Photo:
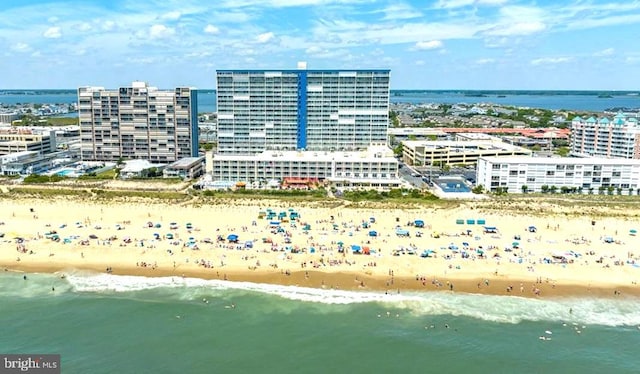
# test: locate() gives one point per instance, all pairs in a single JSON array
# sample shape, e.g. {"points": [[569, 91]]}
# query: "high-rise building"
{"points": [[603, 137], [327, 125], [315, 110], [138, 122]]}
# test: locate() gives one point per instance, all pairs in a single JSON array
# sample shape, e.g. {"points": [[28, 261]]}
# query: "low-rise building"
{"points": [[583, 175], [20, 140], [32, 162], [374, 168], [446, 152], [186, 168]]}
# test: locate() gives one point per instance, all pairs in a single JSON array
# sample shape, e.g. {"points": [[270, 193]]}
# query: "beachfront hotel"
{"points": [[618, 137], [138, 122], [538, 174], [276, 124]]}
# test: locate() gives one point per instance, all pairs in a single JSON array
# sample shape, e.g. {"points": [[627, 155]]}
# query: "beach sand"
{"points": [[567, 255]]}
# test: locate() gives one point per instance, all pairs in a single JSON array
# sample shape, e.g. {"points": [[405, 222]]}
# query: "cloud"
{"points": [[52, 33], [550, 60], [521, 28], [452, 4], [21, 47], [171, 16], [604, 52], [399, 11], [160, 31], [483, 61], [428, 45], [265, 37], [211, 29]]}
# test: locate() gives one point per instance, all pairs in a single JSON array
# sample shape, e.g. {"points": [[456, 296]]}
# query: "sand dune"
{"points": [[573, 251]]}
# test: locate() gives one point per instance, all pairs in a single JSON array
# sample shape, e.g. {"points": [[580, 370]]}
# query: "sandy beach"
{"points": [[529, 250]]}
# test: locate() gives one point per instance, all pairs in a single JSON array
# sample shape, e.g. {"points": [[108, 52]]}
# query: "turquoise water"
{"points": [[109, 324]]}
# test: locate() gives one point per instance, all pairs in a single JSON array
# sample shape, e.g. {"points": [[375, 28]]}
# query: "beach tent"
{"points": [[490, 229], [426, 253], [402, 232]]}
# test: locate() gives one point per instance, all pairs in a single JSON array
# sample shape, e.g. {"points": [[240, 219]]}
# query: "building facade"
{"points": [[21, 140], [288, 110], [138, 122], [450, 152], [374, 168], [618, 137], [584, 175]]}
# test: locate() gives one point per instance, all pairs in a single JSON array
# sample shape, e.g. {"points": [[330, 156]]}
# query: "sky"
{"points": [[427, 44]]}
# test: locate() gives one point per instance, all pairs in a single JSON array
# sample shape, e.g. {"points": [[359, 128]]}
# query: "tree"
{"points": [[479, 189]]}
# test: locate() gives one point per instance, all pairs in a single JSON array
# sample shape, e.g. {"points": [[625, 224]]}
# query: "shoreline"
{"points": [[365, 283], [568, 252]]}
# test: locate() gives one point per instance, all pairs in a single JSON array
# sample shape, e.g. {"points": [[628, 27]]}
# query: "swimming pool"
{"points": [[65, 172], [453, 185]]}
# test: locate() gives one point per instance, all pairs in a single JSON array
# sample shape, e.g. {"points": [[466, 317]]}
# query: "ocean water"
{"points": [[125, 324], [553, 100]]}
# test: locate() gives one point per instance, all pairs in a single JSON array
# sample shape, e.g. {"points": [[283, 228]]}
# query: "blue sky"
{"points": [[429, 44]]}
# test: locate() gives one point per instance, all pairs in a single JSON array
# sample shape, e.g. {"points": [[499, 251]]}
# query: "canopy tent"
{"points": [[402, 232]]}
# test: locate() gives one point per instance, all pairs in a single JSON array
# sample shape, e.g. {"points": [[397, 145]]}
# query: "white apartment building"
{"points": [[586, 175], [138, 122], [276, 124], [374, 168], [315, 110], [618, 137]]}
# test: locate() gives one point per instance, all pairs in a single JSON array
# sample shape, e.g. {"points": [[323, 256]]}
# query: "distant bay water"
{"points": [[595, 101]]}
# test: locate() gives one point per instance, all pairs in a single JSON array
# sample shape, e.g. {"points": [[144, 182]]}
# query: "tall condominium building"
{"points": [[613, 138], [138, 122], [315, 110]]}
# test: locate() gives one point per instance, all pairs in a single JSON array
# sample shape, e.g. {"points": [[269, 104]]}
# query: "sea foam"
{"points": [[500, 309]]}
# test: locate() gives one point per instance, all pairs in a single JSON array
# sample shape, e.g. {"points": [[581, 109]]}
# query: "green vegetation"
{"points": [[105, 175], [395, 195], [207, 146], [37, 178]]}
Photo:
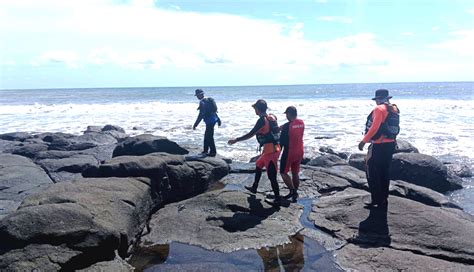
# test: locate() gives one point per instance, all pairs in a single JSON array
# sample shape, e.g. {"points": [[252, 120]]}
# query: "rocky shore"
{"points": [[92, 202]]}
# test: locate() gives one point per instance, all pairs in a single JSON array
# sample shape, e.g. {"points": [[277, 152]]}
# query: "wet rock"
{"points": [[242, 167], [327, 160], [93, 129], [96, 138], [354, 176], [38, 258], [57, 141], [407, 225], [224, 221], [423, 170], [405, 147], [328, 150], [459, 169], [29, 150], [357, 160], [174, 178], [15, 136], [90, 215], [319, 182], [361, 258], [19, 177], [146, 144], [113, 128], [6, 146], [74, 164], [117, 265]]}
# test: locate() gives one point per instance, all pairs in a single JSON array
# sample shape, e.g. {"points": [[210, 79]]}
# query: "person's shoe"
{"points": [[289, 195], [275, 202], [294, 197], [382, 204], [251, 189], [370, 205]]}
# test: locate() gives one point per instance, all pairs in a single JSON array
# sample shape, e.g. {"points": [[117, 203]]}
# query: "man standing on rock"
{"points": [[267, 131], [291, 141], [381, 130], [207, 111]]}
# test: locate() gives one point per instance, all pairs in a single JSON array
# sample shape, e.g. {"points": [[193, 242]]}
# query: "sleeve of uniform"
{"points": [[376, 122], [284, 136], [202, 110], [260, 123]]}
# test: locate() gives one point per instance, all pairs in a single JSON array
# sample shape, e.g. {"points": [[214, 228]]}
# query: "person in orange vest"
{"points": [[382, 128], [207, 112], [267, 131], [291, 141]]}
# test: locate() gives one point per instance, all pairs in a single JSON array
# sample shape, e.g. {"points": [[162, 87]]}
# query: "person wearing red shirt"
{"points": [[380, 152], [291, 141]]}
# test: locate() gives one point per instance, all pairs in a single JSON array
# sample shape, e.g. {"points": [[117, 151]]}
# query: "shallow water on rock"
{"points": [[301, 254]]}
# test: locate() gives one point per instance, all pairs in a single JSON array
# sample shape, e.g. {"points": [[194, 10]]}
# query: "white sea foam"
{"points": [[436, 127]]}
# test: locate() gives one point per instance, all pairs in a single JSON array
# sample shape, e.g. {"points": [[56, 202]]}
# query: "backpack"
{"points": [[273, 135], [390, 128], [210, 106]]}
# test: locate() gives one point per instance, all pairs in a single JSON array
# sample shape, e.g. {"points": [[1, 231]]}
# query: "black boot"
{"points": [[290, 194], [251, 189]]}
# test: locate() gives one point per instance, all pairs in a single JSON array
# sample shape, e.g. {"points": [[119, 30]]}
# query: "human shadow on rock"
{"points": [[244, 218], [374, 231]]}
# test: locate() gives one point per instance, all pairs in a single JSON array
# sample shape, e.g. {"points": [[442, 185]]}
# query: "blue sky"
{"points": [[145, 43]]}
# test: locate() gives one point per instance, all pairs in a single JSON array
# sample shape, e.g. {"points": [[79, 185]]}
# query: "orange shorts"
{"points": [[265, 159]]}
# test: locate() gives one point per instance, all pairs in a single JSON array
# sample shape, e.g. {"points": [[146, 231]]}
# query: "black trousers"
{"points": [[209, 139], [378, 170]]}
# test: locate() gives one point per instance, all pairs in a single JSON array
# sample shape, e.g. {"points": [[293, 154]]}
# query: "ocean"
{"points": [[436, 117]]}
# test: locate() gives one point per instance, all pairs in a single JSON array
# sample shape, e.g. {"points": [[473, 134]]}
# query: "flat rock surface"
{"points": [[224, 221], [443, 233]]}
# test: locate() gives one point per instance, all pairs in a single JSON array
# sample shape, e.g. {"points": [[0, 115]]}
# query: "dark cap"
{"points": [[381, 94], [291, 111], [260, 105], [198, 92]]}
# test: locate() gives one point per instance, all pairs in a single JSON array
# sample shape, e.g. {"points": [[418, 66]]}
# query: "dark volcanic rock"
{"points": [[442, 233], [117, 265], [405, 147], [173, 177], [360, 258], [113, 128], [29, 150], [224, 221], [459, 169], [146, 144], [38, 258], [90, 215], [423, 170], [357, 160], [327, 160], [420, 194], [19, 177], [328, 150], [15, 136]]}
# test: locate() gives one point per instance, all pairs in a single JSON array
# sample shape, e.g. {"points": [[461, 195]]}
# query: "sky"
{"points": [[146, 43]]}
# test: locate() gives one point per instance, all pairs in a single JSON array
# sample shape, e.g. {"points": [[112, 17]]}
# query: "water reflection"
{"points": [[301, 254]]}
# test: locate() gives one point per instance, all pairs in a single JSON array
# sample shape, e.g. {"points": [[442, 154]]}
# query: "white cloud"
{"points": [[461, 43], [336, 19], [69, 58]]}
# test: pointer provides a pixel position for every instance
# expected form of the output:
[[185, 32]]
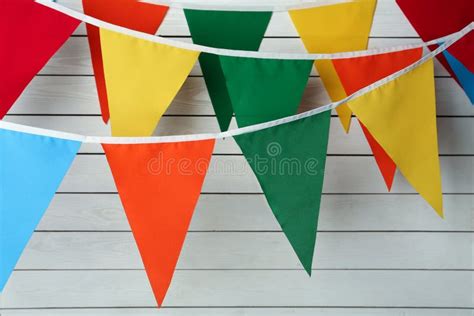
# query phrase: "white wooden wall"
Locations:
[[377, 253]]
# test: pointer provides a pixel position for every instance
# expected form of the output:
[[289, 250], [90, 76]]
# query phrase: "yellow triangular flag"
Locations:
[[401, 116], [335, 28], [142, 78]]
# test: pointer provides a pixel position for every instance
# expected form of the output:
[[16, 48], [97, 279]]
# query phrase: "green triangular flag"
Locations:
[[230, 30], [288, 161], [262, 90]]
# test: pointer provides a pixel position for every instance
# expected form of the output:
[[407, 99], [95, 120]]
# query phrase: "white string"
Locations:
[[228, 52], [239, 131], [246, 7]]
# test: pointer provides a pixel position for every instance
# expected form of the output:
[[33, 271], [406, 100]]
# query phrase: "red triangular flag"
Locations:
[[437, 18], [359, 72], [30, 34], [159, 185], [132, 14]]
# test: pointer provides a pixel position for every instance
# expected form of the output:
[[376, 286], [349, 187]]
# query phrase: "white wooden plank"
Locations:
[[388, 19], [74, 56], [454, 133], [242, 288], [104, 212], [78, 95], [257, 250], [164, 311], [90, 173]]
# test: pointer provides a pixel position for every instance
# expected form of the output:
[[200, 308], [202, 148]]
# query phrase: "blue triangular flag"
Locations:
[[31, 169], [465, 76]]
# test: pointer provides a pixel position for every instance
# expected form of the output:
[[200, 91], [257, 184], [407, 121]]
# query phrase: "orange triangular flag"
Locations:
[[359, 72], [132, 14], [159, 185]]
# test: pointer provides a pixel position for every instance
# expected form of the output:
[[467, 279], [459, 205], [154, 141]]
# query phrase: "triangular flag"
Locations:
[[262, 90], [142, 78], [288, 161], [358, 72], [401, 116], [132, 14], [433, 19], [335, 28], [31, 169], [465, 76], [229, 30], [159, 185], [31, 34]]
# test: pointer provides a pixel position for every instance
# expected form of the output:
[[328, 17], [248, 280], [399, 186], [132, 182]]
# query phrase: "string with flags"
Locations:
[[138, 75], [122, 79], [39, 159]]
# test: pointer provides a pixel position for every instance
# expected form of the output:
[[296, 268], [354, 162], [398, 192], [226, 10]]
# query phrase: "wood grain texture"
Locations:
[[250, 212], [68, 95], [454, 132], [377, 253], [252, 311], [231, 174], [242, 288], [74, 57], [254, 251]]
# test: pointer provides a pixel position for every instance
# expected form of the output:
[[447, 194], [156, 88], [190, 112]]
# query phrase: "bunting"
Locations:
[[132, 14], [30, 35], [291, 175], [437, 18], [464, 76], [159, 185], [141, 80], [230, 30], [31, 169], [359, 72], [262, 90], [392, 113], [335, 28]]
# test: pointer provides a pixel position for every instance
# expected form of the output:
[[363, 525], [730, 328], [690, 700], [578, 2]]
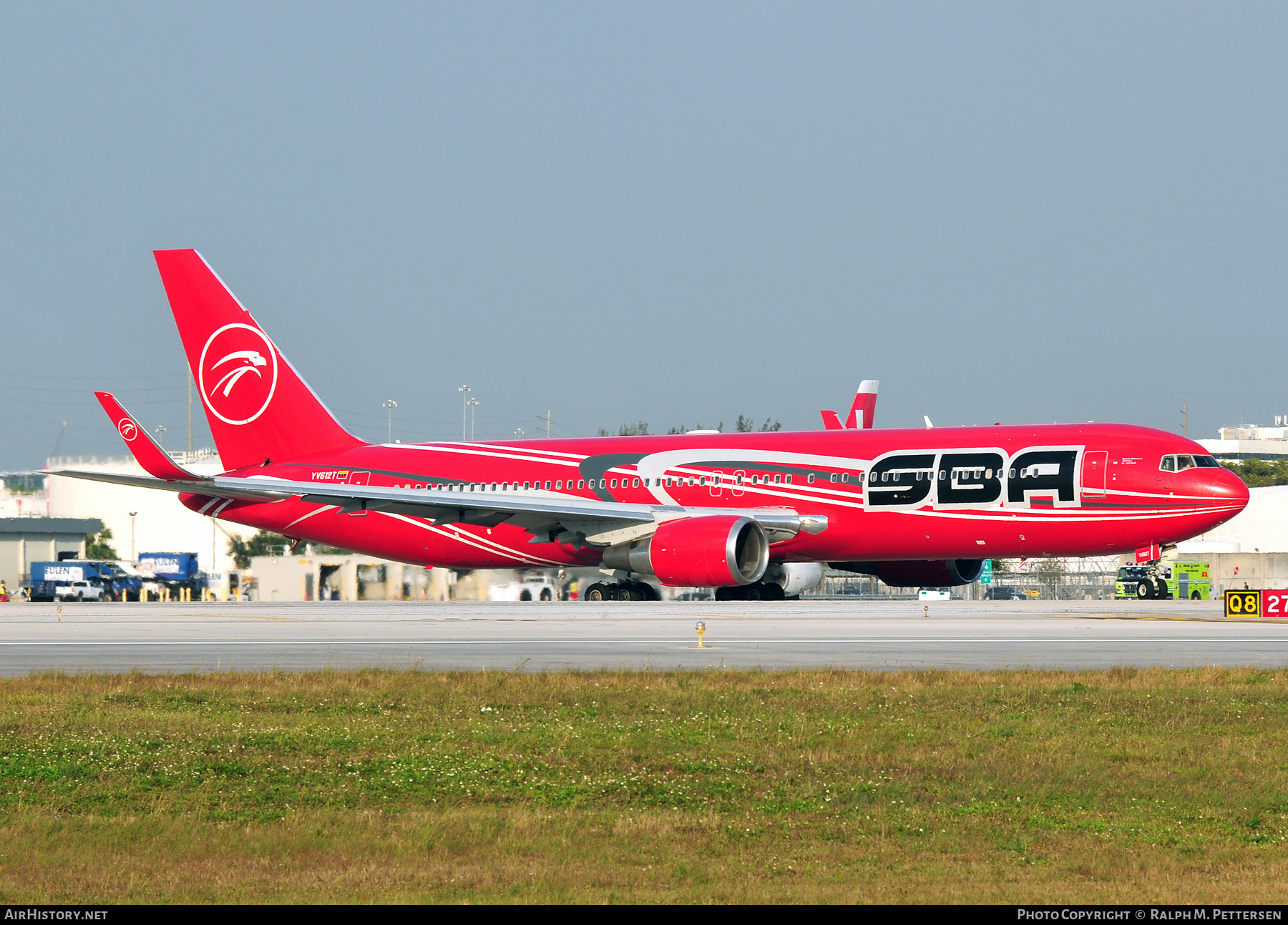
* * * * * * * * *
Count the lines of the items above that contain the string "rise". Reply with the number only.

2